Etapas do exercício:
- a) Reproduza fielmente, do texto sobre o papel do RH na governança da IA, a passagem que começa em "RH deve assumir" e vai até "reverter esse quadro.", inclusive.
- b) Dê continuidade ao texto sobre o papel do RH na governança da IA, começando logo depois da última frase apresentada.

RH deve assumir a liderança na governança dos agentes, mas carece de letramento, destaca CIO da Natura
Transformação do RH é essencial para a governança em um mundo AI-First.
Dados e governança se tornaram prioridades para empresas que desejam se tornar AI-First. Um estudo recente revelou que 75% das organizações possuem um órgão dedicado à governança de dados, mas apenas 12% consideram essas estruturas maduras. No Brasil, esse número é de 20%. A CIO da Natura para a América Latina sugere que o setor de recursos humanos pode ser a chave para reverter esse quadro.
Em um painel no IT Forum Na Mata RH, a executiva destacou a importância do protagonismo do RH nos próximos anos. Com o avanço da tecnologia, o foco recairá sobre o ser humano e a construção de uma cultura organizacional sólida.
Renata enfatizou que estamos vivenciando uma transformação significativa na arquitetura do trabalho, envolvendo tanto humanos quanto digitais. A governança se torna um aspecto ético e cultural, essencial para diferenciar as empresas no mercado. O RH, como conhecedor das pessoas, será responsável por estabelecer esses limites.
A transformação será acentuada com a introdução de agentes de inteligência artificial. Renata apontou que essas ferramentas alterarão a forma de trabalho, delegando decisões aos algoritmos. A era dos agentes tomadores de decisão exigirá um salto não apenas em eficiência, mas em autonomia decisória.
Para preparar o RH para essa nova realidade, a executiva sugere dois caminhos. O primeiro é um maior letramento tecnológico, já que a maioria dos profissionais da área é formada em relações humanas e enfrenta dificuldades em entender as oportunidades tecnológicas. Uma pesquisa indicou que até 2030, 20% das organizações integrarão suas áreas de TI e RH.

Material fornecido:
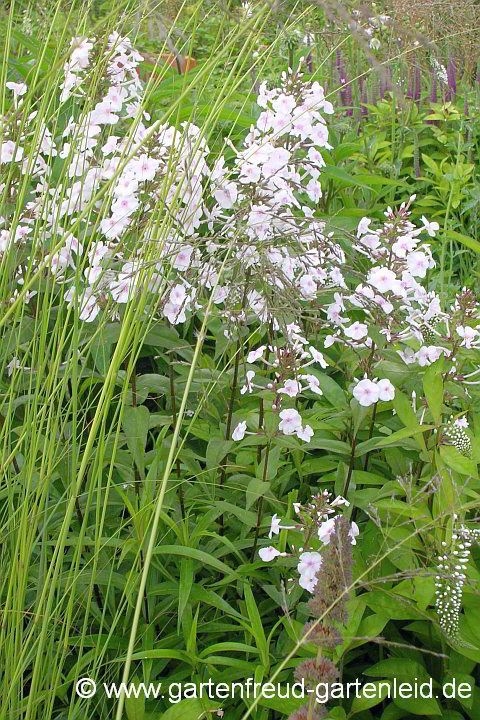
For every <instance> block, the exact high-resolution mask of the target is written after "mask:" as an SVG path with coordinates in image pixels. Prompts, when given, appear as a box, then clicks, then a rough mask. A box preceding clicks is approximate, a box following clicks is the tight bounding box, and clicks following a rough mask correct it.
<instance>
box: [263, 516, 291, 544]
mask: <svg viewBox="0 0 480 720" xmlns="http://www.w3.org/2000/svg"><path fill="white" fill-rule="evenodd" d="M280 530H295V525H280V518H279V517H278V516H277V513H275V515H274V516H273V517H272V524H271V525H270V532H269V533H268V539H269V540H271V539H272V535H278V534H279V532H280Z"/></svg>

Resultados esperados:
- a)
RH deve assumir a liderança na governança dos agentes, mas carece de letramento, destaca CIO da Natura
Transformação do RH é essencial para a governança em um mundo AI-First.
Dados e governança se tornaram prioridades para empresas que desejam se tornar AI-First. Um estudo recente revelou que 75% das organizações possuem um órgão dedicado à governança de dados, mas apenas 12% consideram essas estruturas maduras. No Brasil, esse número é de 20%. A CIO da Natura para a América Latina sugere que o setor de recursos humanos pode ser a chave para reverter esse quadro.

- b)
Renata acredita que é fundamental que o RH compreenda a interseção entre tecnologia e comportamento humano para ajudar as organizações a se adaptarem. A dicotomia entre exatas e humanas deve ser superada, e o RH precisa se familiarizar com a tecnologia.
Mentalidade de startup na gestão
O professor e palestrante Caio Infante sugere que as organizações adotem uma mentalidade de startup, testando novas tecnologias e se aproximando de HRTechs. Essas empresas estão desenvolvendo soluções que podem otimizar a rotina do RH, e os líderes devem dedicar tempo para conhecê-las.
O segundo passo para o futuro do RH é repensar as formas de liderança. O novo modelo de trabalho deve ser mais alinhado a missões e competências do que a cargos tradicionais, exigindo que o RH treine líderes e organize as equipes de forma eficaz.
Renata concluiu que o humano, nesse novo cenário, precisa de novas formas de aprendizado e comunicação. O RH está diante de uma oportunidade sem precedentes para ser o arquiteto dessa transformação.